───── MATERIAL ─────
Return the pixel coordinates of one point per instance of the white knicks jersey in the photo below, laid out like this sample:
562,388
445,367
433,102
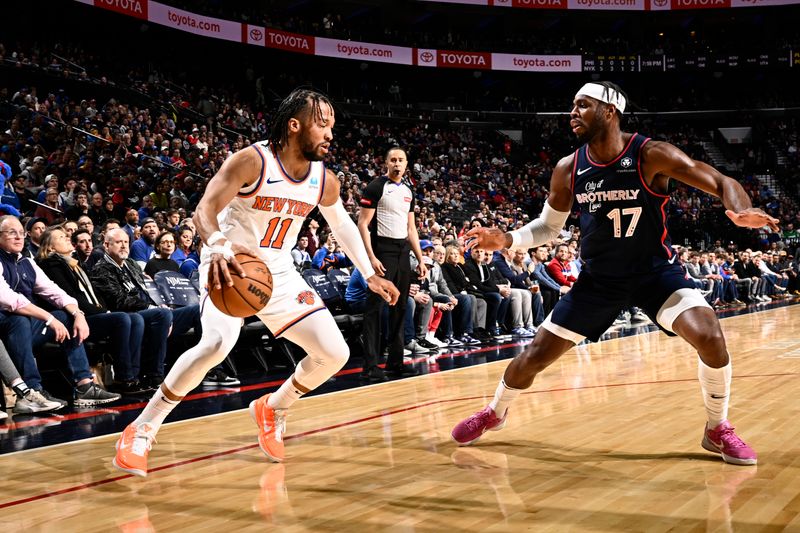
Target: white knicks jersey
266,216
─────
WHAT THE TASK ASKS: Rewrite the lines of every record above with "pixel coordinates" changed to "image coordinates" and everything else kept the same. Omit the pictures from your answer.

RESPONSE FOR THIS EXERCISE:
Return the image coordinates of one point per instance of the white knicks jersey in the photo below, laid out like this sample:
562,388
445,367
433,102
Target: white knicks jersey
266,216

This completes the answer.